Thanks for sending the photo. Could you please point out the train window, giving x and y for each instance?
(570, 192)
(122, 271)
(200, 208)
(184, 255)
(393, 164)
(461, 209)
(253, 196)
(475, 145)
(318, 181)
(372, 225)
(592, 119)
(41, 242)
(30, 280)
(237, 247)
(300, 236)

****************

◆ Exercise ◆
Put every line of the listing above into a JSON list of strings, one string per line, and leave out any blank lines.

◆ Solution for this problem ◆
[
  "Thanks for sending the photo. Could you please point out the train window, giving x and y for each instance?",
  "(570, 192)",
  "(122, 271)",
  "(200, 208)",
  "(184, 255)",
  "(393, 164)",
  "(461, 209)",
  "(253, 196)",
  "(475, 145)",
  "(318, 181)",
  "(372, 225)",
  "(592, 119)",
  "(41, 242)",
  "(30, 280)",
  "(237, 247)",
  "(300, 236)"
]